--- EXTRACTED INFORMATION ---
_ _ _ _ _ _ _

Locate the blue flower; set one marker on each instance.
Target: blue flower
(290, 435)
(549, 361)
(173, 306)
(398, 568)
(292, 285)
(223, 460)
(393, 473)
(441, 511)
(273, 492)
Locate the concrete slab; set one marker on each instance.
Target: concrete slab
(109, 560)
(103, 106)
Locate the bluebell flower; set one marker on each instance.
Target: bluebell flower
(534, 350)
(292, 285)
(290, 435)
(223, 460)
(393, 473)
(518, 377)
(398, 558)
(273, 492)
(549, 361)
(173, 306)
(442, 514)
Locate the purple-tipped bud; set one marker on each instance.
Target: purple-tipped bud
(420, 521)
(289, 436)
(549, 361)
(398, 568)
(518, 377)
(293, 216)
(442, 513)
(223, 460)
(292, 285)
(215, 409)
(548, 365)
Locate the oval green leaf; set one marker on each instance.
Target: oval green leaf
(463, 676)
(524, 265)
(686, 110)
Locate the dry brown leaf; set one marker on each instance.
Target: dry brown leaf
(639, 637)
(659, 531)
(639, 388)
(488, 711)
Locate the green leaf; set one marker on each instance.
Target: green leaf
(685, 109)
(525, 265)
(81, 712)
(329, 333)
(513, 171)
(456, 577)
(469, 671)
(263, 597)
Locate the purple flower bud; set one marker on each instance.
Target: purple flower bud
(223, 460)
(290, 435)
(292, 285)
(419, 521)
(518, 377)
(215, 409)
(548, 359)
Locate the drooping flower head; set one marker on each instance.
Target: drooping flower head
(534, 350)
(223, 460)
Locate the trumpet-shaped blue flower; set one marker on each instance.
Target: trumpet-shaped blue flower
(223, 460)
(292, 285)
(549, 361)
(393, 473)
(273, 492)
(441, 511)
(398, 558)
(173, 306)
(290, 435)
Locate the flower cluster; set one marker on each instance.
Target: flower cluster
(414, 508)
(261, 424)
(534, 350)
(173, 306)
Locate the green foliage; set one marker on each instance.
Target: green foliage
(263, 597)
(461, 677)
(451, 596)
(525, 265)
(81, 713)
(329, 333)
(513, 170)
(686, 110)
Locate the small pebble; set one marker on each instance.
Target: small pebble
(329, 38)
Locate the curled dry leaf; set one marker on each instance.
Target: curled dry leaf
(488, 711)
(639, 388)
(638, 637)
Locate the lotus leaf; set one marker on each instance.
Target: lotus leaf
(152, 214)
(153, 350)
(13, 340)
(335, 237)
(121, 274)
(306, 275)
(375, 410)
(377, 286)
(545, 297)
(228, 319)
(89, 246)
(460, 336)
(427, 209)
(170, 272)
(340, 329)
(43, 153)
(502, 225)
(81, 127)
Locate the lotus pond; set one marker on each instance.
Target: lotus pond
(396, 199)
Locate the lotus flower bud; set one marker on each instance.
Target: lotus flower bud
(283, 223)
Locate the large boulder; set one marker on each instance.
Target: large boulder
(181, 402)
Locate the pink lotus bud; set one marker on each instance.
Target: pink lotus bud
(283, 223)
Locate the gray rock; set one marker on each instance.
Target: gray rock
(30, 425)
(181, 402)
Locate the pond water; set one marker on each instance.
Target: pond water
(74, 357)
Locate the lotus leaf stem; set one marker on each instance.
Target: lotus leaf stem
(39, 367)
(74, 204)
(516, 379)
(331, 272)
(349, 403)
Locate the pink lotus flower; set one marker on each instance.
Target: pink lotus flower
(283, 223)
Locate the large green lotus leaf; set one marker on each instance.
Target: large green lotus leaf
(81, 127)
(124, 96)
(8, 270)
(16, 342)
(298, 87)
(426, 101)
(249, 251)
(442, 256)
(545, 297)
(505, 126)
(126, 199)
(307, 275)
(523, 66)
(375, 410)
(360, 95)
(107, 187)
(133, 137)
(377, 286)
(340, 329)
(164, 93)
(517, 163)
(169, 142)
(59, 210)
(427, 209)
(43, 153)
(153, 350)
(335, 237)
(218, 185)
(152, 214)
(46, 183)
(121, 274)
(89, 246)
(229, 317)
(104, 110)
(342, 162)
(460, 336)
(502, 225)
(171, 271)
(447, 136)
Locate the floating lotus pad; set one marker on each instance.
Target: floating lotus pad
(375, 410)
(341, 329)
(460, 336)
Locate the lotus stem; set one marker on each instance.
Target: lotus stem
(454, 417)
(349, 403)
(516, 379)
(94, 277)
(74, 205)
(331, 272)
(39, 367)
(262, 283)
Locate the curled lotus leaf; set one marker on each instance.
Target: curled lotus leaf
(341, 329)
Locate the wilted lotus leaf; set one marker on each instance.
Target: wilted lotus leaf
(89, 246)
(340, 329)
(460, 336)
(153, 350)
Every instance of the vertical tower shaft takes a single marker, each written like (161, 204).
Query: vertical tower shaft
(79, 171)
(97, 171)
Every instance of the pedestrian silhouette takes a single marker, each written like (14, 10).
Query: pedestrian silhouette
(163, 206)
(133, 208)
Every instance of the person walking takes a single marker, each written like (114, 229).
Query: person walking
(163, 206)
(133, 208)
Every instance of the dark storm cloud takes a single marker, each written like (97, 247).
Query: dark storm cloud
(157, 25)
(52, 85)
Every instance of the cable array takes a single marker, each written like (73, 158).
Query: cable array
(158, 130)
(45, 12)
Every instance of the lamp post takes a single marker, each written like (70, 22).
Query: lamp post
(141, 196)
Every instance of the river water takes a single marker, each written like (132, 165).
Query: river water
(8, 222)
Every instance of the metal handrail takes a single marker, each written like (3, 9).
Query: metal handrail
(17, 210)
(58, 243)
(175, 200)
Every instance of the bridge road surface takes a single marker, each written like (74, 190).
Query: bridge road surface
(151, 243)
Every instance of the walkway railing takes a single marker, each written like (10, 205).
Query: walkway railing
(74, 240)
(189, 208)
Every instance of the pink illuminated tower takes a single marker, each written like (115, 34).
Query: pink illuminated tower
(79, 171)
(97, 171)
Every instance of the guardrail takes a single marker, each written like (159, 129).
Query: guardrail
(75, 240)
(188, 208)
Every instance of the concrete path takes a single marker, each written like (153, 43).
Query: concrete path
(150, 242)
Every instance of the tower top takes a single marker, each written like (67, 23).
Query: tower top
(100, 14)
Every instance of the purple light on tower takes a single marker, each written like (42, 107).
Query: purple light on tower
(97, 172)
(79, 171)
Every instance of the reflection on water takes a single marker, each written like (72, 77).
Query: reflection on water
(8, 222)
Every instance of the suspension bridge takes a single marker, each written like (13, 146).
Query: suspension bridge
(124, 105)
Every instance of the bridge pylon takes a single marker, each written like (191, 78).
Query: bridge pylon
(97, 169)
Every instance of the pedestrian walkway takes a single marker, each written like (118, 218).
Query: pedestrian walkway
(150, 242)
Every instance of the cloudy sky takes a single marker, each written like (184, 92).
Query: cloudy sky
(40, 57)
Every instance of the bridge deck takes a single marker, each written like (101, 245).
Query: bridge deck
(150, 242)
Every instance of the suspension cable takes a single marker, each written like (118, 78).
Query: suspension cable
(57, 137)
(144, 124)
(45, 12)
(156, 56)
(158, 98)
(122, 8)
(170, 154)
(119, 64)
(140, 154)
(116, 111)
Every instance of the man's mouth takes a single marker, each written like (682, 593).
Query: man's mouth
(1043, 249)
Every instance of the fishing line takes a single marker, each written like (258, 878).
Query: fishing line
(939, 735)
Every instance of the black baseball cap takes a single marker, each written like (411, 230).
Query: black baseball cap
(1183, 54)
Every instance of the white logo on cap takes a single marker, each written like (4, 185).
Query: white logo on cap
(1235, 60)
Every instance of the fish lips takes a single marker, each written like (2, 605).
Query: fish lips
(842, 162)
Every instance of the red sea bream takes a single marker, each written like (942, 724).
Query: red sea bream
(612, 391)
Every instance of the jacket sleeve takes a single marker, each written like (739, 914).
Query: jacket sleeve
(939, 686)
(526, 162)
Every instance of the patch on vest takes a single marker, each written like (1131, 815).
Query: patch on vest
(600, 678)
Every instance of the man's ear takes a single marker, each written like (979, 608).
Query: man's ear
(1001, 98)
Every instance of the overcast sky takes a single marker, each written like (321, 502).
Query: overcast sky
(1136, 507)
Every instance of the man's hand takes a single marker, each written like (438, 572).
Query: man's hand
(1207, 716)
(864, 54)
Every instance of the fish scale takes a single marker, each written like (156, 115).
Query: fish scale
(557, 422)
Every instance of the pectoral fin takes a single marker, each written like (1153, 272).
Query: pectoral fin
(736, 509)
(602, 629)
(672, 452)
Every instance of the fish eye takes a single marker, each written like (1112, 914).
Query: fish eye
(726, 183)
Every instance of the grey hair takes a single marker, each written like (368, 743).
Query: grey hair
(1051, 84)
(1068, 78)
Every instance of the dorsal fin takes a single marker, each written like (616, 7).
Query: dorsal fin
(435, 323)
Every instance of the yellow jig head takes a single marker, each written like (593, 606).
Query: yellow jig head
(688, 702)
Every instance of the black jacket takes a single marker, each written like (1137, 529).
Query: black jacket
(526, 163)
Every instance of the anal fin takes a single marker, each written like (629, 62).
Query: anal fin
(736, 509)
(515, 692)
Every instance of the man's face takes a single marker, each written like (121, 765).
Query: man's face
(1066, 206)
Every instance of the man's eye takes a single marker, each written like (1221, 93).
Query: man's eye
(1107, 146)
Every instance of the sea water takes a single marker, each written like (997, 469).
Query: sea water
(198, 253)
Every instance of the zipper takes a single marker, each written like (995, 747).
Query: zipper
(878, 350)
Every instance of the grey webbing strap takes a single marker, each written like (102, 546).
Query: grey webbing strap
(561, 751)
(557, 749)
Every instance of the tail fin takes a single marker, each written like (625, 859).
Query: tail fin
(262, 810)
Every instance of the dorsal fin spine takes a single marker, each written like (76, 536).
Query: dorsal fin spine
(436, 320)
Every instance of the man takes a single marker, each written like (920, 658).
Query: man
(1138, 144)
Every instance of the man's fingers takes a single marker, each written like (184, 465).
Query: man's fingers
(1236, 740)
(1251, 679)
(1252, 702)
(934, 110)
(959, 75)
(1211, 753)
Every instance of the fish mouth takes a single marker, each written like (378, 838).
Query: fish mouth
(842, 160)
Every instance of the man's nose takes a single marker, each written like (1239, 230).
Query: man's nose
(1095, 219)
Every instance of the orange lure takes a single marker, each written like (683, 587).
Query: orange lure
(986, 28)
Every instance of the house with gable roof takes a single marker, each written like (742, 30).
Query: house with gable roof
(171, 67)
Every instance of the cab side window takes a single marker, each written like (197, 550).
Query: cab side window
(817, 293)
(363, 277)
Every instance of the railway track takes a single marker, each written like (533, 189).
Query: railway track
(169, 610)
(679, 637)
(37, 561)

_ _ _ _ _ _ _

--- GIVEN PROBLEM ---
Copy out the lines starting at the one that contains "Every instance of the man's fingers" and ending at the one that contains "(1211, 753)", both included, without changing anything.

--- TASK RESULT ---
Every instance of the man's fingers takes a single marker, each written like (184, 465).
Query: man's fingers
(1236, 740)
(1251, 679)
(1252, 702)
(934, 110)
(959, 75)
(1211, 753)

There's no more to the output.